START Supplied passage

Figure 6.
Coarse-Grained MD Simulation of APH Binding to PA-Enriched Membranes
(A) Snapshots from an individual binding series of PfAPH106-235 (gray) to a 10% PA membrane. The hydrophobic residues I143-F144-H145 that become anchored in the membrane are shown as a green surface. POPA residues within 6 Å of the protein surface are shown as spheres colored individually and the lipid head-groups are shown as a transparent red surface. The recruitment of POPA following the initial association is apparent in the final panel.
(B) Average occupancy of PA (magenta) and PC (yellow) head-groups averaged over five simulations of 50% PA membranes, PfAPH106-235 is shown in light blue. POPA is found to be preferentially in the first shell of lipids around the buried anchor residues I143-F144-H145 (green) whereas PC is found in the second annular layer. Rough lipid shell boundaries are indicated by gray-shaded circles. The protein backbone is shown as a gray trace.
(C) Relationship between average time (μs) bound to membrane and PA membrane enrichment for PfAPH106-235 coarse-grained MD simulation (5 μs total simulation time).
(D) Binding between PfAPH106-235 and a fixed concentration of LUVs (500 μM total available lipid) increasingly enriched with PA (Mol% PA). Hill plot analysis indicates PfAPH106-235 binds to PA in a positively cooperative manner.
(E) Comparison between coarse-grained MD simulation and NMR experiments probing binding between PfAPH106-235 and PA reveal three regions key to interaction with a PA-enriched membrane. Coarse-grained MD simulations indicate residues 99–110 (including β5-β6 loop) are involved in initial contact with a PA-enriched membrane (red). Hydrophobic residues located at the tip of the β1-β2 loop region (green, I143/F144) dip into the membrane. This anchoring is stabilized by electrostatic interaction between conserved charged residues including KxK motifs (blue, K138-K140 and K163-K165), and PA head-groups.

END Supplied passage

◆ Required actions ◆
[1] Answer these questions using the figure legend on APH membrane binding:
(a) What percentage of PA does the membrane in panel A contain?
(b) What total lipid concentration of LUVs is used in panel D?
(c) Which residues do the coarse-grained simulations in panel E show making initial contact with a PA-enriched membrane?
[2] Print everything in the figure legend from "(B) Average occupancy" down to "a gray trace.".
These rows come from a source separate from the figure legend.

START The data

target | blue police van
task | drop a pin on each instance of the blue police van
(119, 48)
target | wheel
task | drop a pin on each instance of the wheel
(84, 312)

END The data

◆ Answers below ◆
[1]
(a) 10% PA.
(b) 500 μM total available lipid.
(c) Residues 99–110, including the β5-β6 loop.

[2]
(B) Average occupancy of PA (magenta) and PC (yellow) head-groups averaged over five simulations of 50% PA membranes, PfAPH106-235 is shown in light blue. POPA is found to be preferentially in the first shell of lipids around the buried anchor residues I143-F144-H145 (green) whereas PC is found in the second annular layer. Rough lipid shell boundaries are indicated by gray-shaded circles. The protein backbone is shown as a gray trace.